***** Exercise material *****

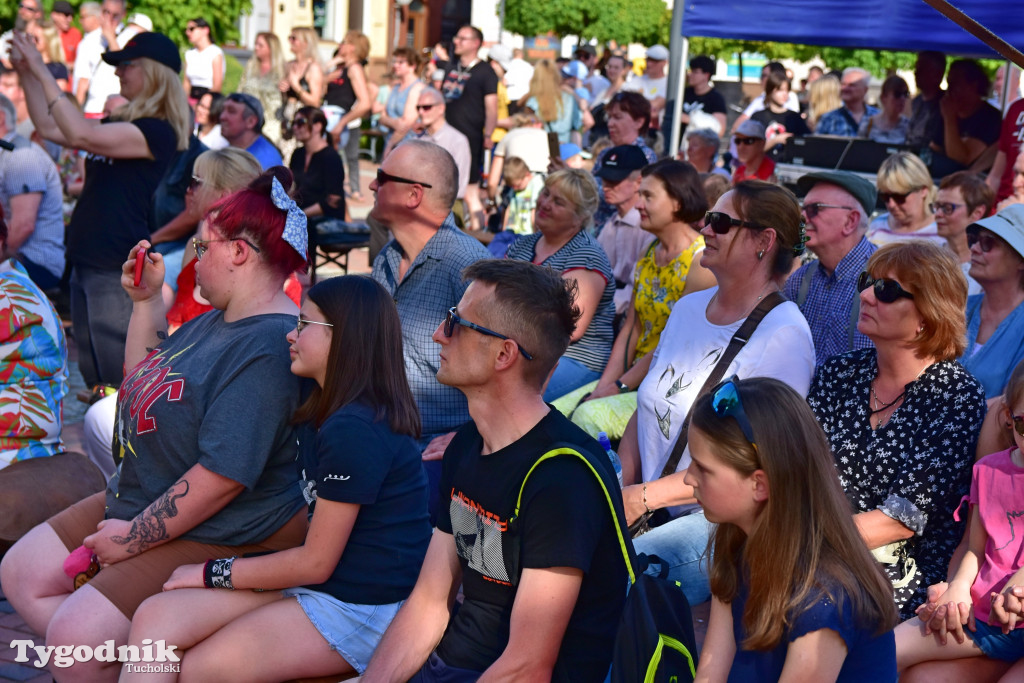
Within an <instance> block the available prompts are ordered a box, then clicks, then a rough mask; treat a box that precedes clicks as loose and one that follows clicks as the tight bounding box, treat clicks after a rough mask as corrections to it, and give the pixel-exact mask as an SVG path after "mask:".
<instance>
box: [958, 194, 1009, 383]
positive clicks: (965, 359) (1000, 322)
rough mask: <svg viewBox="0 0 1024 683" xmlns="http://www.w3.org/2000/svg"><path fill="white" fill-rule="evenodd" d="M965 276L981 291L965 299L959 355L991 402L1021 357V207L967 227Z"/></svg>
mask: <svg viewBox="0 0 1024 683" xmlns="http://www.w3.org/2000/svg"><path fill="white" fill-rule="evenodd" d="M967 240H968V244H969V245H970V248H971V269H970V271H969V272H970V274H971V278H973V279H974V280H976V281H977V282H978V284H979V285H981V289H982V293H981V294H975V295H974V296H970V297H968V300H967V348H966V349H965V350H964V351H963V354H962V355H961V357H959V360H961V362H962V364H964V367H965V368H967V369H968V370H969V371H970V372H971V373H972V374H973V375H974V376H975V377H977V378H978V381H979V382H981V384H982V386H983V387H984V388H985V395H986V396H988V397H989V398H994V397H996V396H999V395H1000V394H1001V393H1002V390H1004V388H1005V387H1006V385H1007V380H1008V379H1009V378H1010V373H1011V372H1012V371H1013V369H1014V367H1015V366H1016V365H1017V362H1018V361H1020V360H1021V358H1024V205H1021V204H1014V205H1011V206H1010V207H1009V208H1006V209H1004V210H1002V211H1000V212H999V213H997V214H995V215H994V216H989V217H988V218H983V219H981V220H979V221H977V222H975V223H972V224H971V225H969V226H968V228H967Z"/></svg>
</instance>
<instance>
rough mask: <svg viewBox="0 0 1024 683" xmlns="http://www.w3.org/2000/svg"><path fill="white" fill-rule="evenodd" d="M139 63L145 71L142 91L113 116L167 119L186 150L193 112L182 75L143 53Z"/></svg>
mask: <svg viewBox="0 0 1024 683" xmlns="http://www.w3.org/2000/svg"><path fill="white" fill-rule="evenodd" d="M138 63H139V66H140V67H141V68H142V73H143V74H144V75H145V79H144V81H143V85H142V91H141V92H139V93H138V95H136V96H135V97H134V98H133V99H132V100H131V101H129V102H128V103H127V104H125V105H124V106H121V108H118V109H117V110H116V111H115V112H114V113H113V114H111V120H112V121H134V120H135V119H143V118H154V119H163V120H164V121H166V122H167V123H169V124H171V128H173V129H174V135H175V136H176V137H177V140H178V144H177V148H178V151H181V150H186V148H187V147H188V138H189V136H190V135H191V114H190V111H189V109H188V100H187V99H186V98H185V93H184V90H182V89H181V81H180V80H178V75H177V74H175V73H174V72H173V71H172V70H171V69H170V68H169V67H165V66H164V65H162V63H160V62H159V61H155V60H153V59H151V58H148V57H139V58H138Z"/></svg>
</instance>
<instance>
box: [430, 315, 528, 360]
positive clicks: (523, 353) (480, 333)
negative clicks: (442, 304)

*****

Filter these records, keeping every line where the word "clicks" occurs.

• _Solution_
Within an <instance> block the available prompts are ordered a box, then clicks, then a rough mask; treat a box that precedes clicks as loose and one that follows clicks as the tight bounding box, treat clicks after a rough mask as corrections to it, and give the pixel-exact mask as an SVG path after "mask:".
positive clicks: (965, 359) (1000, 322)
positive clicks: (523, 353) (480, 333)
negative clicks: (442, 304)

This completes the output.